::: SOURCE PASSAGE

Bewitching – why a trashy little Lifetime show about witches turned out to be one of the best things on TV
Since Witches of East End actually “went there” and killed off Wendy in the season 2 finale, I’ve been trying to figure out how on earth I became this invested in a trashy show about witches. I’m not entirely sure, but here goes my attempt to process the loss of Wendy, and why Wendy & Joanna are fabulous television…
Two weeks ago, I stopped watching Nashville. It was a conscious decision. I’d followed Connie Britton (of Friday Night Lights) into a show that should have been incredible, and instead I found myself hating it more and more: never-ending love triangles, a constant stream of dull new characters, a fixation with turning Connie’s character into a saint who never had to deal with real-world consequences for her shitty choices, a good actress wasted in a dead-end melodrama. When the season three premiere turned up the soap factor even higher, I decided it was time to tune out. And yet, this week I found myself crying right along with the immortal witch Joanna over the death of her sister Wendy, a shape-shifting witch who had given up what remained of the last of her nine lives for someone else. From Joanna weeping over her sister’s body, the show headed on over to a pool party in hell, where Wendy was greeted by a mysterious third sister in a bright red cloak. I sat there, mouth wide open. When the credits began to roll, I may have uttered a string of expletives. I need season three NOW. What on earth has this trashy little show about witches done so right?

::::::
::: EXTRACTED ENTRIES

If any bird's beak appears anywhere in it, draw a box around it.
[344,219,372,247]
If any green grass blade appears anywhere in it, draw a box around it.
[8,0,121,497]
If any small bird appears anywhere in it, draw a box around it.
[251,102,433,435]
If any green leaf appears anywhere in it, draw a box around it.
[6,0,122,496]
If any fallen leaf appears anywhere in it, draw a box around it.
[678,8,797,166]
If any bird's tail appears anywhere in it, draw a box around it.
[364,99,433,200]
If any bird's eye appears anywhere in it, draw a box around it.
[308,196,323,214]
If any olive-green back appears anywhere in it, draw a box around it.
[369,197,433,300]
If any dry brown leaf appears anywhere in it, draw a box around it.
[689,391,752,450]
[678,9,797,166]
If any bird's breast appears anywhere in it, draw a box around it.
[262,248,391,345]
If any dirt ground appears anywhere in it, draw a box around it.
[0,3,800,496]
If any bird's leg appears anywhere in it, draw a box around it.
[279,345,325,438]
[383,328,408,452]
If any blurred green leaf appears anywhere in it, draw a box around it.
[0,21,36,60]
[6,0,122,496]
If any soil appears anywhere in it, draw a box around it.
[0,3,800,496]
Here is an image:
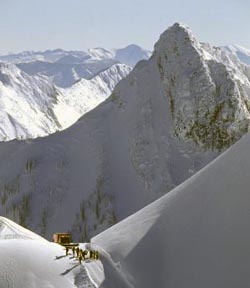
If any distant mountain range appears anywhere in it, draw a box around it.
[0,63,131,141]
[0,23,250,241]
[0,45,151,88]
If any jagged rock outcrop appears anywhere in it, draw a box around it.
[0,24,250,240]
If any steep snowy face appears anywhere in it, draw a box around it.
[0,64,131,141]
[222,45,250,65]
[91,134,250,288]
[54,64,131,128]
[0,45,148,88]
[114,44,152,67]
[154,24,250,150]
[0,64,61,140]
[0,217,97,288]
[0,24,249,242]
[0,216,47,242]
[17,55,117,88]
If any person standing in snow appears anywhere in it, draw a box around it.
[78,252,82,264]
[66,247,69,256]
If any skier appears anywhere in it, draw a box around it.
[78,253,82,264]
[66,247,69,256]
[76,247,80,258]
[82,250,88,260]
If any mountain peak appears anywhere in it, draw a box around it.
[155,23,199,55]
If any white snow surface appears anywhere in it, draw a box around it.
[0,24,250,242]
[0,45,152,88]
[0,217,97,288]
[222,44,250,65]
[91,134,250,288]
[0,64,131,141]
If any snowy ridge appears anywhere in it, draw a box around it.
[0,216,47,242]
[91,134,250,288]
[0,45,151,88]
[0,64,61,140]
[0,24,250,243]
[0,64,131,141]
[222,44,250,65]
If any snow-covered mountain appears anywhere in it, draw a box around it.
[0,64,131,141]
[91,134,250,288]
[59,64,131,129]
[0,134,250,288]
[222,45,250,65]
[114,44,152,67]
[0,64,62,141]
[0,23,250,239]
[0,45,151,88]
[0,217,96,288]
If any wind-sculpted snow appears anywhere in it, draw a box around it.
[222,45,250,65]
[0,217,96,288]
[0,217,46,241]
[91,134,250,288]
[0,24,250,243]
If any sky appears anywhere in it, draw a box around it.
[0,0,250,54]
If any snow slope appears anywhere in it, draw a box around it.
[222,45,250,65]
[0,45,151,88]
[0,64,131,141]
[91,134,250,288]
[0,24,250,241]
[0,217,96,288]
[58,64,131,128]
[0,64,62,140]
[17,56,117,88]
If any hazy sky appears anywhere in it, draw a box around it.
[0,0,250,53]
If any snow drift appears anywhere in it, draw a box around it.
[0,64,131,141]
[0,24,250,241]
[92,134,250,288]
[0,217,95,288]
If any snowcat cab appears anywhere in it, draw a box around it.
[53,233,71,245]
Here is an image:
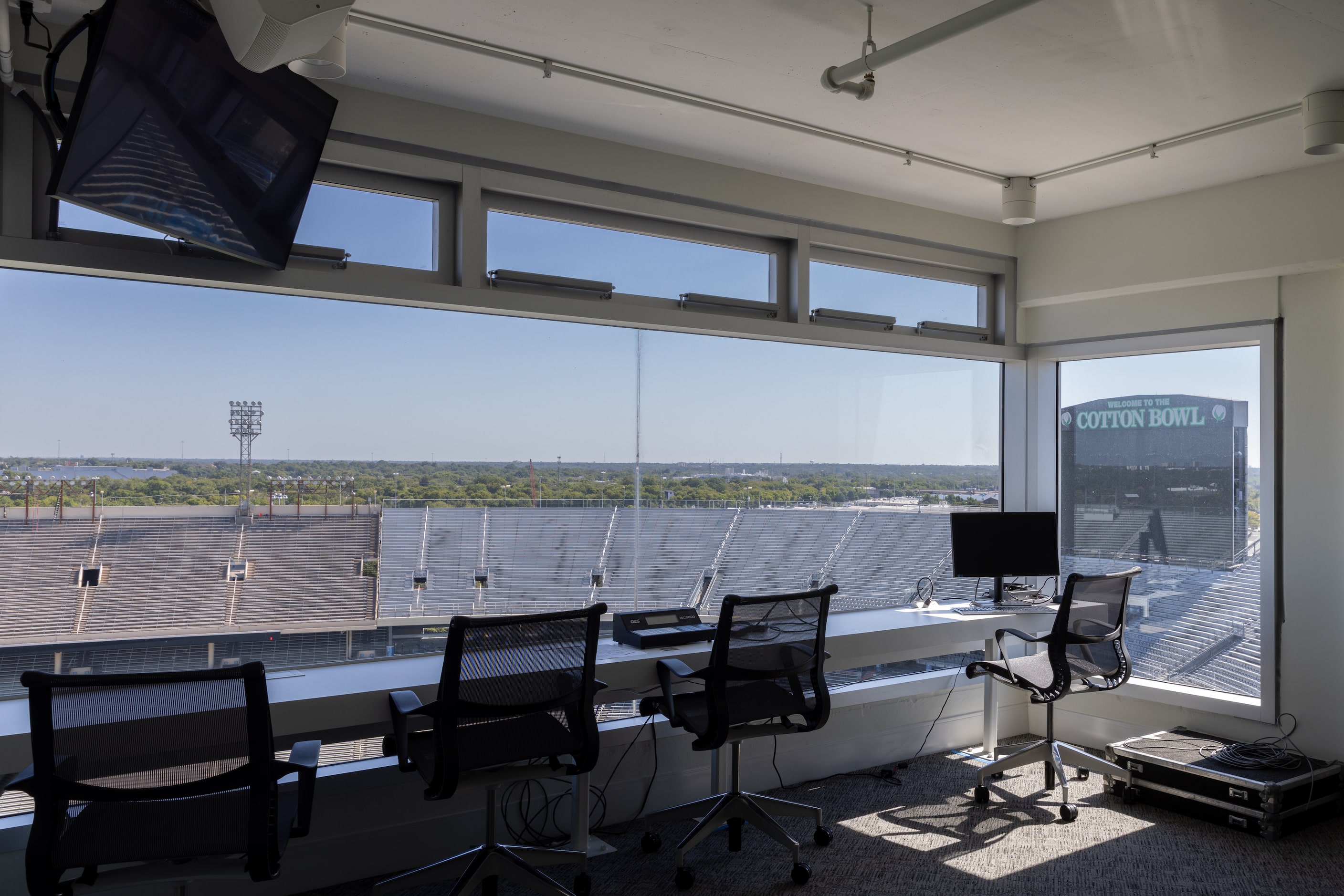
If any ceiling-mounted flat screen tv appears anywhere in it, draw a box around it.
[48,0,336,270]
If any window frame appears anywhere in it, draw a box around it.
[810,246,995,333]
[313,161,457,282]
[481,191,789,306]
[1028,321,1282,724]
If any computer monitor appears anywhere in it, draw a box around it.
[947,512,1059,601]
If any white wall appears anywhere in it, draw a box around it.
[1019,164,1344,759]
[1018,163,1344,305]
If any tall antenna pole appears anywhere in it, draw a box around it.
[634,329,644,610]
[229,402,262,512]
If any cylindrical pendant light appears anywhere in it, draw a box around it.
[1302,90,1344,156]
[1004,177,1036,224]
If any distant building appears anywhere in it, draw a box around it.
[1059,395,1249,563]
[13,465,176,479]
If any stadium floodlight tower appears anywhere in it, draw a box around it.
[229,402,262,512]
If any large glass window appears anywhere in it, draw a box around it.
[1059,346,1262,697]
[485,211,774,302]
[0,263,1001,779]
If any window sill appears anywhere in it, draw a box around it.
[1115,678,1273,721]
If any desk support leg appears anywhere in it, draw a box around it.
[568,774,616,872]
[570,772,588,872]
[981,638,998,759]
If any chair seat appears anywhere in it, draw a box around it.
[664,681,812,735]
[409,712,582,783]
[55,789,298,868]
[966,652,1115,692]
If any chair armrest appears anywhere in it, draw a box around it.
[995,629,1050,681]
[657,658,704,721]
[0,766,32,795]
[387,690,438,771]
[277,740,323,837]
[387,690,433,716]
[659,657,704,678]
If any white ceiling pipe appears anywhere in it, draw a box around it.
[1302,90,1344,156]
[821,0,1039,99]
[0,3,13,87]
[289,21,346,81]
[1004,177,1036,224]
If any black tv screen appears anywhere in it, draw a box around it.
[48,0,336,270]
[947,512,1059,579]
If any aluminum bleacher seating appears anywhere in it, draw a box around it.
[77,517,238,634]
[231,513,378,629]
[0,520,94,644]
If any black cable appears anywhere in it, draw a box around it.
[590,715,659,835]
[42,12,98,137]
[18,0,51,52]
[15,90,61,239]
[908,667,962,769]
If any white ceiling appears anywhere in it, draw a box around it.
[42,0,1344,220]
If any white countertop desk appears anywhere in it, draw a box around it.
[254,603,1055,767]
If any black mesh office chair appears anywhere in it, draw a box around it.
[641,584,839,889]
[7,662,321,896]
[374,603,606,896]
[966,567,1143,821]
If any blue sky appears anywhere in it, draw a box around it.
[18,186,1258,463]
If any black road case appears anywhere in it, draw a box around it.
[1106,728,1341,840]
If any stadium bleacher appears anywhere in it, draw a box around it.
[227,516,378,630]
[0,508,378,646]
[378,508,975,623]
[1062,556,1260,696]
[0,505,1260,696]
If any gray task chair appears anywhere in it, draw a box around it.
[640,584,839,889]
[966,567,1143,821]
[7,662,321,896]
[374,603,606,896]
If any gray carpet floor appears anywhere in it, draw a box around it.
[306,736,1344,896]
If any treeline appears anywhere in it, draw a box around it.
[0,458,998,506]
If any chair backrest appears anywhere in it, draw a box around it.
[1051,567,1143,688]
[20,662,280,893]
[703,583,840,743]
[425,603,606,799]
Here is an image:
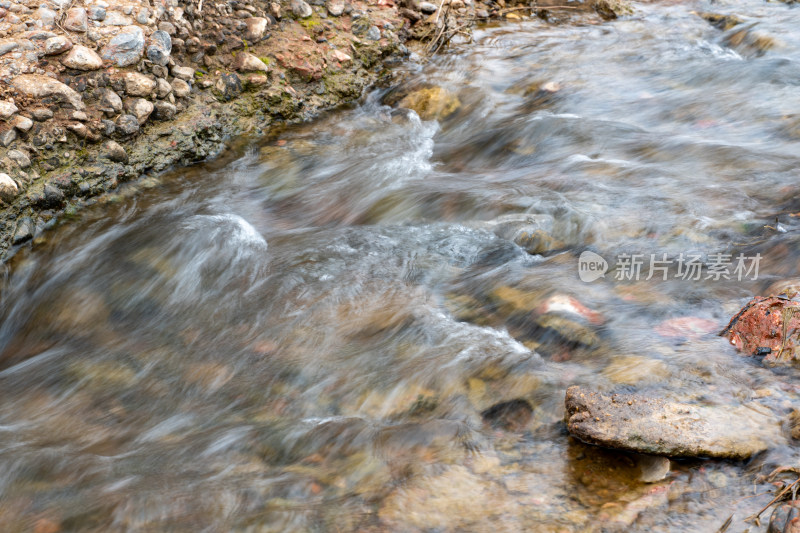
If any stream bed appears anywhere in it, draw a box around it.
[0,0,800,532]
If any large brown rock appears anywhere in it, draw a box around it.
[11,74,86,110]
[565,386,784,459]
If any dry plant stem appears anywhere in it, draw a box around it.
[746,478,800,521]
[499,6,581,15]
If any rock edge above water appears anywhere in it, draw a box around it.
[565,386,783,459]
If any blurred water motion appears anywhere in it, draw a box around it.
[0,0,800,532]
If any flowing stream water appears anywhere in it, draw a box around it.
[0,0,800,532]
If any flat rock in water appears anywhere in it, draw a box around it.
[566,386,784,459]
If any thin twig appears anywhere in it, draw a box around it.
[498,6,583,15]
[746,478,800,521]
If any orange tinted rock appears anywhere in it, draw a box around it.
[720,296,800,363]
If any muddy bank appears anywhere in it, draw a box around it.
[0,0,623,259]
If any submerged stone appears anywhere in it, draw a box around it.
[398,87,461,120]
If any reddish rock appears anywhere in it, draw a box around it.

::::::

◆ **REQUIRED TASK**: Say whether each statement agrees with the Witches of East End article, answering yes or no and quoting the deciding words. 1. The writer stopped watching Nashville two weeks ago. 2. Wendy was killed off in the season 3 premiere. 3. In hell, Wendy is greeted by a third sister wearing a bright red cloak. Work from the Witches of East End article alone, not from the data.

◆ **TASK RESPONSE**:
1. Yes: "Two weeks ago, I stopped watching Nashville."
2. No: "killed off Wendy in the season 2 finale"
3. Yes: "Wendy was greeted by a mysterious third sister in a bright red cloak."